Pointing dataset excerpts
** Start **

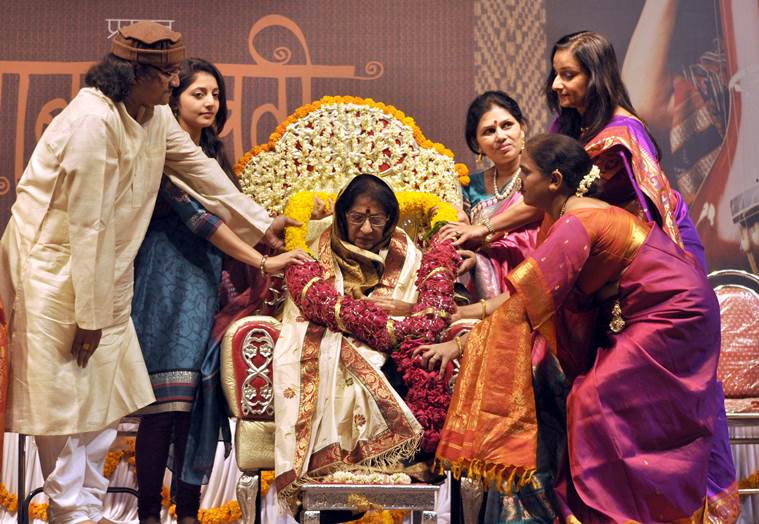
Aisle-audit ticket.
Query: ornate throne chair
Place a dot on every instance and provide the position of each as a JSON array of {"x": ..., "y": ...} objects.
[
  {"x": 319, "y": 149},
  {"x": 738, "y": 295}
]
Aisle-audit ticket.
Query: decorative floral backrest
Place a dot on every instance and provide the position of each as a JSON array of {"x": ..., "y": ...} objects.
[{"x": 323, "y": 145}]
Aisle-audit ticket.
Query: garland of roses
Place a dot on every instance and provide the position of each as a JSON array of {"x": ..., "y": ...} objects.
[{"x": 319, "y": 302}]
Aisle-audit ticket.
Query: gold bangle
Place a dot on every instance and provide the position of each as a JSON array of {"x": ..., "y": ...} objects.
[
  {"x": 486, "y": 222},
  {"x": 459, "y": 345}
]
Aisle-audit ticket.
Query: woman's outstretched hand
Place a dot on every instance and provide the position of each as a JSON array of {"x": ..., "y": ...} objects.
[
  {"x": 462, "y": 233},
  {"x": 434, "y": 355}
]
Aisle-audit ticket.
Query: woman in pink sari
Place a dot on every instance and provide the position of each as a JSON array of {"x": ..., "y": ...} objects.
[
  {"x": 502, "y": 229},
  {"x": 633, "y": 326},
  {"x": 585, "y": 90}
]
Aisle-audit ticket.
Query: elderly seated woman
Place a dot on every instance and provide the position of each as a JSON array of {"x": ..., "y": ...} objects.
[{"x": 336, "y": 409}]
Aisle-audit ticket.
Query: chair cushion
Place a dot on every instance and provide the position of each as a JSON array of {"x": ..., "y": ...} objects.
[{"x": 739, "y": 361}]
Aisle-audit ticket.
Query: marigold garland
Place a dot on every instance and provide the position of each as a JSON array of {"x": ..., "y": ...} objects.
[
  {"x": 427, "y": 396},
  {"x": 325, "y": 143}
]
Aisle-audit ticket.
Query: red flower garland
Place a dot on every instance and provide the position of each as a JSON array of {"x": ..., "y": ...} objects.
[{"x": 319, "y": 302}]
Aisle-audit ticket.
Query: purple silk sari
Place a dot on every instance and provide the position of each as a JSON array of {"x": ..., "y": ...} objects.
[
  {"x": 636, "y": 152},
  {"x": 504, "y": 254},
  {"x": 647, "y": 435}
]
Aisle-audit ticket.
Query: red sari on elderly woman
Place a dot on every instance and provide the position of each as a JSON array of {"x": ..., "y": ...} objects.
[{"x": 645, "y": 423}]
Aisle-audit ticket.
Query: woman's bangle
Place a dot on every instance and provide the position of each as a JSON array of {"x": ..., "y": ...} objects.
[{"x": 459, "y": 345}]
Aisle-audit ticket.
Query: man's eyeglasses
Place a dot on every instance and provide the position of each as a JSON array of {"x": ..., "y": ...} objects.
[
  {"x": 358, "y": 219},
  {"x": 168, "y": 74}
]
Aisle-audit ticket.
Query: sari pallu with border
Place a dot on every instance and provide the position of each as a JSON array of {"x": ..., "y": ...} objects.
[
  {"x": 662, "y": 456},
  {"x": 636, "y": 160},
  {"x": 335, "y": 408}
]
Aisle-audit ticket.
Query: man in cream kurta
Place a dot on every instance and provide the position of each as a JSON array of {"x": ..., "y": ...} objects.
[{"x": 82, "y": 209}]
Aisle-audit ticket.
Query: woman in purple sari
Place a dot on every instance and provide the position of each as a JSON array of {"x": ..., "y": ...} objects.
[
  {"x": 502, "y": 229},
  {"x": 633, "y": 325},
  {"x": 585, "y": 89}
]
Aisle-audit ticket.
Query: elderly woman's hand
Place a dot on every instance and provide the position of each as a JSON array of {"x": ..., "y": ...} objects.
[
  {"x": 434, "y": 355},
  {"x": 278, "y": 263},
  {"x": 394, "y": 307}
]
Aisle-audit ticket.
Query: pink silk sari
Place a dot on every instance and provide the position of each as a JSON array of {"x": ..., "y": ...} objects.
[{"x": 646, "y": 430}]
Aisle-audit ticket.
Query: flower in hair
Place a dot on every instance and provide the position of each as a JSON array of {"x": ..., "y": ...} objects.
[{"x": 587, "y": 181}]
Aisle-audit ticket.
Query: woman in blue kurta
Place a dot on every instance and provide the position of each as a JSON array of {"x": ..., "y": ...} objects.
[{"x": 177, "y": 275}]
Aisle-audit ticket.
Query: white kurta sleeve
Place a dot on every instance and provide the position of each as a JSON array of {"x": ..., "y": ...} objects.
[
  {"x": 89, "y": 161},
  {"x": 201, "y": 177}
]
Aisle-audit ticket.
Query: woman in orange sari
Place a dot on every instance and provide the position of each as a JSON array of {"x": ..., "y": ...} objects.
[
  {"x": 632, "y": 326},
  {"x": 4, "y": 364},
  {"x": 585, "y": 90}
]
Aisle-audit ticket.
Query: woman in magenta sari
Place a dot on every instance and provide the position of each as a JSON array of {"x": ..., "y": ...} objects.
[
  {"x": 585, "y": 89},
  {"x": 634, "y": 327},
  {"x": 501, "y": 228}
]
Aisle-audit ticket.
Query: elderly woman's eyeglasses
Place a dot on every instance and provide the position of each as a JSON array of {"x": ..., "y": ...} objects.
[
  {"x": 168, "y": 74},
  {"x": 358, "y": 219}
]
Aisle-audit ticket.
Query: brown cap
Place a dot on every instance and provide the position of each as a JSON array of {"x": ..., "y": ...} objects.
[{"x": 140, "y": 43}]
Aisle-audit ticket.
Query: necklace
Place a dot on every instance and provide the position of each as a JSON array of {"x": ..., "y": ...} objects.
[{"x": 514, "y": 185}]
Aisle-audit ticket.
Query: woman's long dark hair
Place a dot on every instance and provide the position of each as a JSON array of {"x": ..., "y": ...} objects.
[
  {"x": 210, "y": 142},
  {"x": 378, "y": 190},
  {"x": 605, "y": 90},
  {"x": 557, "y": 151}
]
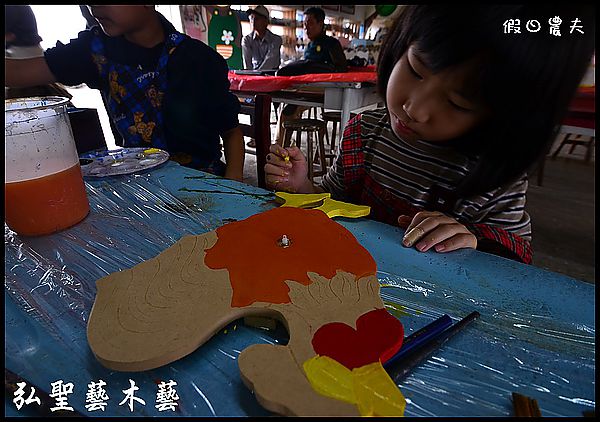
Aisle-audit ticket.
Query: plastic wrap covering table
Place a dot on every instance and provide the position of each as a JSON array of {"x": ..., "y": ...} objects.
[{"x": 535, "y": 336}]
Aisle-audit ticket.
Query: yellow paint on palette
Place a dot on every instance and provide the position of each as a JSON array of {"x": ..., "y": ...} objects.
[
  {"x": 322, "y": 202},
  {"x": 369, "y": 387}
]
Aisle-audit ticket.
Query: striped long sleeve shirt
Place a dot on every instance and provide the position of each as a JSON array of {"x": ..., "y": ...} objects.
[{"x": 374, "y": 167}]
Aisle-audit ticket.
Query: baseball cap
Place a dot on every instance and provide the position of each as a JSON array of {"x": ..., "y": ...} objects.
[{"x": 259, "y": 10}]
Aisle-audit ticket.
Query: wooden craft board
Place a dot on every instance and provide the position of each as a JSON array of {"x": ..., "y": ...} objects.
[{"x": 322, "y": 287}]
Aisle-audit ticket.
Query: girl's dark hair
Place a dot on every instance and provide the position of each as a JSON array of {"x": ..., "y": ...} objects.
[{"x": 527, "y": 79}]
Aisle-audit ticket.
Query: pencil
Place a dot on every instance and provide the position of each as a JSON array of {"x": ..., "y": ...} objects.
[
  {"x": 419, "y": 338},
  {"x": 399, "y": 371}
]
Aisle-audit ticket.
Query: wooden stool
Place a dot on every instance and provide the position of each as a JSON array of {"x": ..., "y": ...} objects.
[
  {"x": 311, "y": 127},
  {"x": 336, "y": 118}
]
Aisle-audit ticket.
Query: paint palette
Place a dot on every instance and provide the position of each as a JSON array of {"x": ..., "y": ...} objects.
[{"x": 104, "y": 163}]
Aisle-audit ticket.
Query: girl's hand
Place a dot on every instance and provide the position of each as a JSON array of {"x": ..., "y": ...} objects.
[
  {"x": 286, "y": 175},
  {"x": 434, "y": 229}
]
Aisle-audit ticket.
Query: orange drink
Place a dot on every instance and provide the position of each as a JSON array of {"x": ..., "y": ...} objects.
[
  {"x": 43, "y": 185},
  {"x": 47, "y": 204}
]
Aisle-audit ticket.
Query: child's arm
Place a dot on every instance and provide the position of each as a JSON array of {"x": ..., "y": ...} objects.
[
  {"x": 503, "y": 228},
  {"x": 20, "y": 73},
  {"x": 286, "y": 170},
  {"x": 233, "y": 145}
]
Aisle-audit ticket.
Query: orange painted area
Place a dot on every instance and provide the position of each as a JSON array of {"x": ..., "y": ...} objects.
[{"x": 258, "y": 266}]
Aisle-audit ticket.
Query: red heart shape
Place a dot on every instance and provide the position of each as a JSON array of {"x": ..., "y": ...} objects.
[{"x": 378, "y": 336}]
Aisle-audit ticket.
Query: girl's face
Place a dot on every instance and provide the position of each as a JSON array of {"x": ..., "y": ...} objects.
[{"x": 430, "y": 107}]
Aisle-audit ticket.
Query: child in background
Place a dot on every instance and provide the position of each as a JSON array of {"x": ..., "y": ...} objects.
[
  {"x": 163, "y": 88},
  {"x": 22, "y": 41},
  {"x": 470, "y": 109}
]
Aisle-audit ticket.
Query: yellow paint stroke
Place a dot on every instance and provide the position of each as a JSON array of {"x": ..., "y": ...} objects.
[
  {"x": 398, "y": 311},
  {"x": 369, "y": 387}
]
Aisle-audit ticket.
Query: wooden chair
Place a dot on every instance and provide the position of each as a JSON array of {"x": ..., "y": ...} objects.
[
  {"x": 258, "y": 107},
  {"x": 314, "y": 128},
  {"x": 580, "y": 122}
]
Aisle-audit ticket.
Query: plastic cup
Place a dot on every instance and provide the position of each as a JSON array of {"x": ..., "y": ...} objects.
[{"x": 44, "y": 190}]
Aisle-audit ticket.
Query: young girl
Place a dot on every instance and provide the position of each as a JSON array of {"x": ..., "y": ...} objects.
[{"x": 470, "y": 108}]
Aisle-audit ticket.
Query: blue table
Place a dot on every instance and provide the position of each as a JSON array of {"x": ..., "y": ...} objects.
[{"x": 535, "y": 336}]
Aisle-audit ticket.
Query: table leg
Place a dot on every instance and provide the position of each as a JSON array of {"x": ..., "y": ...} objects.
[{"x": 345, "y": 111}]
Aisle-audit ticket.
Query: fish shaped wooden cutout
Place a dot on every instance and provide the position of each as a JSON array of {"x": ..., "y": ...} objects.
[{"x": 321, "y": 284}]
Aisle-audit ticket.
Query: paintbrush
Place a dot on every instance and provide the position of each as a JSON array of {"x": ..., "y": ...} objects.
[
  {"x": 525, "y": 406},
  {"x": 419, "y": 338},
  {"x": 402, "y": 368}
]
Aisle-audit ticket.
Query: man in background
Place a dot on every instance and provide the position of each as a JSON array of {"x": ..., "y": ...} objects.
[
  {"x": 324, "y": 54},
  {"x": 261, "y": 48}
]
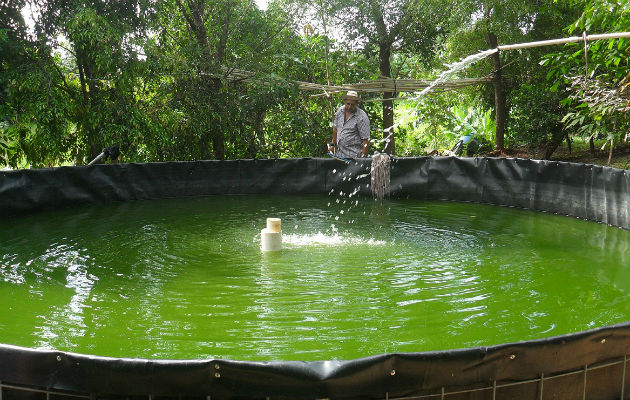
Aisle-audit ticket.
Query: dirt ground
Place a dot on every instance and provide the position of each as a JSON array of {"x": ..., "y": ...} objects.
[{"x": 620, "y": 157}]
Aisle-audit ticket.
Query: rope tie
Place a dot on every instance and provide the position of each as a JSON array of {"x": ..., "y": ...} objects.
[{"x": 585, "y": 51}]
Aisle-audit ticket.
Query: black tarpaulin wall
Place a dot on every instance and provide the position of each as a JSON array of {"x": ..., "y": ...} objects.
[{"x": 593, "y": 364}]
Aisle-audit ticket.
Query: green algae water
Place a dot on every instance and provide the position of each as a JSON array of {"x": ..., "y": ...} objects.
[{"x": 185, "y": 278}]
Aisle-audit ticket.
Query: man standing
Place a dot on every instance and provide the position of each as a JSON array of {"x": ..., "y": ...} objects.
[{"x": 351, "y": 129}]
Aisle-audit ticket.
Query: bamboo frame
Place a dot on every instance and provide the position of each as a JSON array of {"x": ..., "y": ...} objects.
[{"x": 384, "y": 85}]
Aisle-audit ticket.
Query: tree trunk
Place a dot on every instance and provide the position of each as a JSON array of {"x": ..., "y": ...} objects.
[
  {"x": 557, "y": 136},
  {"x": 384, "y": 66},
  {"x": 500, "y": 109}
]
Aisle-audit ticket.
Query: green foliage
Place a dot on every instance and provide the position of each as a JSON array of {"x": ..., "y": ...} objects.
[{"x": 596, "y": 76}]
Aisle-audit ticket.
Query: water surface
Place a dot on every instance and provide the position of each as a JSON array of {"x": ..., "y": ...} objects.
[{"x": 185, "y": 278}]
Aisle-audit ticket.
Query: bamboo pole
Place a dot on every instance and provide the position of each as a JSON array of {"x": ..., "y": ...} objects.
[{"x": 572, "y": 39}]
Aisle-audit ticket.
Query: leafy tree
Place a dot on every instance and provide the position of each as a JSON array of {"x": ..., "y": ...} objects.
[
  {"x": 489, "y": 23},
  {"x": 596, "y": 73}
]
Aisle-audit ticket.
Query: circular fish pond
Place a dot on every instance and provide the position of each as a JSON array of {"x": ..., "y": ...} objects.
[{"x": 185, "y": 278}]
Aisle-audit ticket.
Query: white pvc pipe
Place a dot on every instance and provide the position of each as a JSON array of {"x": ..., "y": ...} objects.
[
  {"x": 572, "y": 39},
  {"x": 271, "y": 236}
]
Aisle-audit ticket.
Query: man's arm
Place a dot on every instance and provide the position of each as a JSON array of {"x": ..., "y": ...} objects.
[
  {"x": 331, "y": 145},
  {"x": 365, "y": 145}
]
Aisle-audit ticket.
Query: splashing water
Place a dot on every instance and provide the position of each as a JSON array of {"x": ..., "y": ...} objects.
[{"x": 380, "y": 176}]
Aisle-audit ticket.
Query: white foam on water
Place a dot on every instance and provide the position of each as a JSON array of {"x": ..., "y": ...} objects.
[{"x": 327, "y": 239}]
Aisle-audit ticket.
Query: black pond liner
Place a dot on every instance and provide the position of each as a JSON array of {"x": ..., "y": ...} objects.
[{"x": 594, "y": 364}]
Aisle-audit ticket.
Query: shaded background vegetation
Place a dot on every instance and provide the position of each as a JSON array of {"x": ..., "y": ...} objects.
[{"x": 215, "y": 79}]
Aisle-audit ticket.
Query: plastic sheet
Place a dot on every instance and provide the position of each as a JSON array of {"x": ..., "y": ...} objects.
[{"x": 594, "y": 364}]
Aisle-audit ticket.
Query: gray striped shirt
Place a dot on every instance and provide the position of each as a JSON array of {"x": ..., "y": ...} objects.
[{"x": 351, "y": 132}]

** End **

TASK DESCRIPTION
Find each line in the material above that contains the word "chair", matching case exactly, and copy those lines.

SOLUTION FOR THIS PROBLEM
Query: ornate throne chair
Query: chair cushion
Query: wooden chair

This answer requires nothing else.